• [ENUNCIADO DE LA TAREA]:
Expresa todas las líneas de los ítems que siguen como una lista JSON de cadenas, con una cadena por línea y sin incluir las líneas en blanco.

• [CONTENIDO DEL CONJUNTO]:
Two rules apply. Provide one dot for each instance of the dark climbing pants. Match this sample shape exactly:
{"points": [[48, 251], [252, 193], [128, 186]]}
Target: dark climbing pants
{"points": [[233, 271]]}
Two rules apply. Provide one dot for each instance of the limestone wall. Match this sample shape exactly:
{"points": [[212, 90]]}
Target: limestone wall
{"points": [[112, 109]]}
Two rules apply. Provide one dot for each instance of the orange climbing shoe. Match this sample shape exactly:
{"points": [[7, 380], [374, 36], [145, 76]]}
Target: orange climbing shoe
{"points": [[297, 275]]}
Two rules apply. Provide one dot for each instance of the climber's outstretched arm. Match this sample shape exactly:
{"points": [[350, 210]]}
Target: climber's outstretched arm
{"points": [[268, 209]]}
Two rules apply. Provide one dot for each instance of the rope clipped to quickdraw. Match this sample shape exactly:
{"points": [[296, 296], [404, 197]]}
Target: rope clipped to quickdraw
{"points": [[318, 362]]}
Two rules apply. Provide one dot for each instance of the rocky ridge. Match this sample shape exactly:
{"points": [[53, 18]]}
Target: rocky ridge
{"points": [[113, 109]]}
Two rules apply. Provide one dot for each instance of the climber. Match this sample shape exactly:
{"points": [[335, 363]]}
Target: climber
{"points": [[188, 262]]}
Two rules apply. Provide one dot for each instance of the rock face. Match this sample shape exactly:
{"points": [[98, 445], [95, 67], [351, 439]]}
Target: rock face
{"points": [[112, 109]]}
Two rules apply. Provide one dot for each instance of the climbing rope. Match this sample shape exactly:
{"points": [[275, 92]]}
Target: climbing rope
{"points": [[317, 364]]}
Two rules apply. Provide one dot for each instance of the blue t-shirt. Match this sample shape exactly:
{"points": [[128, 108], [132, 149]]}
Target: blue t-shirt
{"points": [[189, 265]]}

• [RESULTADO DEL EJERCICIO]:
[
  "Two rules apply. Provide one dot for each instance of the dark climbing pants. Match this sample shape exactly:",
  "{\"points\": [[48, 251], [252, 193], [128, 186]]}",
  "Target: dark climbing pants",
  "{\"points\": [[233, 271]]}",
  "Two rules apply. Provide one dot for each instance of the limestone wall. Match this sample shape exactly:",
  "{\"points\": [[212, 90]]}",
  "Target: limestone wall",
  "{\"points\": [[112, 109]]}",
  "Two rules apply. Provide one dot for each instance of the orange climbing shoe. Match this sample shape exactly:",
  "{\"points\": [[7, 380], [374, 36], [145, 76]]}",
  "Target: orange climbing shoe",
  "{\"points\": [[297, 275]]}",
  "Two rules apply. Provide one dot for each instance of the climber's outstretched arm. Match this sample shape exactly:",
  "{\"points\": [[350, 210]]}",
  "Target: climber's outstretched arm",
  "{\"points\": [[268, 209]]}",
  "Two rules apply. Provide one dot for each instance of the rope clipped to quickdraw. Match this sample shape exactly:",
  "{\"points\": [[296, 296], [404, 197]]}",
  "Target: rope clipped to quickdraw",
  "{\"points\": [[318, 362]]}",
  "Two rules apply. Provide one dot for each instance of the rocky ridge. Match this sample shape exactly:",
  "{\"points\": [[53, 18]]}",
  "Target: rocky ridge",
  "{\"points\": [[113, 109]]}",
  "Two rules apply. Provide one dot for each instance of the climber. Match this sample shape exactly:",
  "{\"points\": [[335, 363]]}",
  "Target: climber",
  "{\"points\": [[188, 262]]}",
  "Two rules apply. Provide one dot for each instance of the rock face. Match this sample shape exactly:",
  "{\"points\": [[98, 445], [95, 67], [351, 439]]}",
  "Target: rock face",
  "{\"points\": [[112, 109]]}",
  "Two rules apply. Provide one dot for each instance of the climbing rope. Match this sample shape exactly:",
  "{\"points\": [[275, 92]]}",
  "Target: climbing rope",
  "{\"points\": [[317, 364]]}",
  "Two rules apply. Provide one dot for each instance of the blue t-shirt. Match this sample shape exactly:",
  "{\"points\": [[128, 108], [132, 149]]}",
  "Target: blue t-shirt",
  "{\"points\": [[189, 265]]}"
]